THE DATA -

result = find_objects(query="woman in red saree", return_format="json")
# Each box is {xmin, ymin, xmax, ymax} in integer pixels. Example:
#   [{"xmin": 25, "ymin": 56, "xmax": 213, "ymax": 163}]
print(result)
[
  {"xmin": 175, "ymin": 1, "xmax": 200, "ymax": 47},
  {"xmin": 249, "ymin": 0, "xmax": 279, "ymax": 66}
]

* * *

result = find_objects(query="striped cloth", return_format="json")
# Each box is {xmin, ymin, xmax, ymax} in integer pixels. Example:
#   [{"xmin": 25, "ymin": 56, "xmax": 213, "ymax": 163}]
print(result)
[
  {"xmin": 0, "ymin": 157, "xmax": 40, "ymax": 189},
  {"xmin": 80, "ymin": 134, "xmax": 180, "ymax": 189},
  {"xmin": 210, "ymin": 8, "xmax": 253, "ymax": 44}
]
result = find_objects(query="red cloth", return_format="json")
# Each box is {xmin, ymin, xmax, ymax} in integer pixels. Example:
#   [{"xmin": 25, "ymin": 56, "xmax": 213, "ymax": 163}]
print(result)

* * *

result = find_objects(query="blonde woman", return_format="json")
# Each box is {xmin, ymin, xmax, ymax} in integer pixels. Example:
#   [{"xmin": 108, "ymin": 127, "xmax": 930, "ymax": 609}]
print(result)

TASK GOAL - How many lines in the records above contain the string "query"? Reply with the number alone.

EXERCISE OUTPUT - 4